[Exercise requirements]: Output the entire listing without altering anything.

⟨

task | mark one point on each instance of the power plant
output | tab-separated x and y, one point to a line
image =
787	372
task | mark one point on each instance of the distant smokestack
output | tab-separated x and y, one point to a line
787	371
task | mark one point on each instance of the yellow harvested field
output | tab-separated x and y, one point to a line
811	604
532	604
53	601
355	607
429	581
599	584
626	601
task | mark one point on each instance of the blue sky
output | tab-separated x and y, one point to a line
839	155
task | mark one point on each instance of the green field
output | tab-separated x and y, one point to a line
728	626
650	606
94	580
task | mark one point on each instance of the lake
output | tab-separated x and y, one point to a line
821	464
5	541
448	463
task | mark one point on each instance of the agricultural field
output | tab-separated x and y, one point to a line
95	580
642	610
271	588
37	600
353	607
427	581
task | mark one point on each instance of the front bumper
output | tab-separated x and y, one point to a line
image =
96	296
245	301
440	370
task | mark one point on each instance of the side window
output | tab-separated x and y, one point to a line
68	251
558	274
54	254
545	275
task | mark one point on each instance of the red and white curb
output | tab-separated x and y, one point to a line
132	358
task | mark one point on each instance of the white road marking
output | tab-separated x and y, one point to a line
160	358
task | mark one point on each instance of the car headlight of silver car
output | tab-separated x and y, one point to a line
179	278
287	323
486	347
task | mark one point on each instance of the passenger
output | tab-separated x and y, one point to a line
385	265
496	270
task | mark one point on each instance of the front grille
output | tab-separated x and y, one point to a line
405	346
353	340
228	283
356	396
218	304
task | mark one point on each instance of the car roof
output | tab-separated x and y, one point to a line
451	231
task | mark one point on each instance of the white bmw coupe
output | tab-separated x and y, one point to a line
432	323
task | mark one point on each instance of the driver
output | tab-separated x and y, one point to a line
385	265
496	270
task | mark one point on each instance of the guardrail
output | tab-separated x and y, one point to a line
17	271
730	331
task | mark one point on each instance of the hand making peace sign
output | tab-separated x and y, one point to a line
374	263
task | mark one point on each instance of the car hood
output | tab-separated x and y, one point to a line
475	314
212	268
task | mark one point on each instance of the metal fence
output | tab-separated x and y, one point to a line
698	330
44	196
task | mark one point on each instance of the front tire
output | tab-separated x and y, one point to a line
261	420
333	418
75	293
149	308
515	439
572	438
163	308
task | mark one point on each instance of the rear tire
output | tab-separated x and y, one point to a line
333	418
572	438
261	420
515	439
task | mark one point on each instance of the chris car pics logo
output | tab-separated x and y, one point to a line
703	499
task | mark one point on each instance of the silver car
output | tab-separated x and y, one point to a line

⟩

[Exercise result]:
task | mark one point on each instance of the power plant
output | tab-separated x and y, one point to a line
image =
787	372
task | mark one point on each instance of the distant smokestack
output | tab-separated x and y, one point to a line
787	371
task | mark one point on each instance of the yellow harvested field
output | tab-separated x and y, one point to a line
811	604
532	604
53	601
355	607
429	581
599	584
626	601
task | mark one point on each instance of the blue sky
output | tab-separated x and y, one point to a line
839	155
task | mark one point on each instance of the green field
output | tab-separated x and y, one point to a line
728	626
650	606
94	580
task | mark one point on each instance of the lake
output | tab-separated x and y, one point to a line
821	464
5	541
448	463
task | mark one point on each instance of the agricultural field
output | tab-separated x and y, one point to a line
95	580
642	610
271	588
37	600
353	607
427	581
task | mark one point on each instance of the front bumper
output | tab-separated x and y, one point to a line
image =
96	296
245	301
440	370
task | mark one point on each instance of the side window
output | tab-separated x and y, one point to a line
68	251
558	274
54	254
545	275
task | mark one point on each instance of the red and white curb
output | tab-separated x and y, one point to a line
132	358
task | mark one point on each instance of the white road marking
output | tab-separated x and y, one point to a line
160	358
task | mark one point on each instance of the car headlight of silver car
output | tab-separated x and y, one point to a line
179	278
287	323
486	347
task | mark one point on each instance of the passenger
output | tab-separated x and y, one point to a line
385	265
496	270
task | mark one point on each instance of the front grille
output | tab-separated x and y, one point to a line
405	346
353	340
228	283
356	396
218	304
task | mark one point on each instance of the car roof
output | tab-separated x and y, one point to a line
451	231
task | mark one point on each instance of the white bmw coupe
output | tab-separated x and y, one point to a line
432	323
task | mark one point on each instance of the driver
output | tab-separated x and y, one point to a line
385	265
496	270
task | mark one point on each instance of the guardrail
output | tab-separated x and y, one point to a line
17	271
730	331
task | mark one point on each instance of the hand making peace sign
output | tab-separated x and y, one point to a line
374	263
task | mark one point on each instance of the car hood
output | tab-separated x and y, one point to a line
475	314
212	268
task | mark one point on each instance of the metal fence
output | tab-separated x and y, one point to a line
698	330
44	196
task | mark one point on each instance of the front tire
output | tab-separated x and y, one point to a line
261	420
333	418
75	293
149	308
515	439
572	438
163	308
task | mark one point on each instance of the rear tire
output | tab-separated x and y, one point to a line
333	418
572	438
261	420
515	439
task | mark one point on each instance of the chris car pics logo
output | tab-separated x and y, one point to a line
703	499
task | mark one point on each instance of the silver car
output | tab-separated x and y, one point to a line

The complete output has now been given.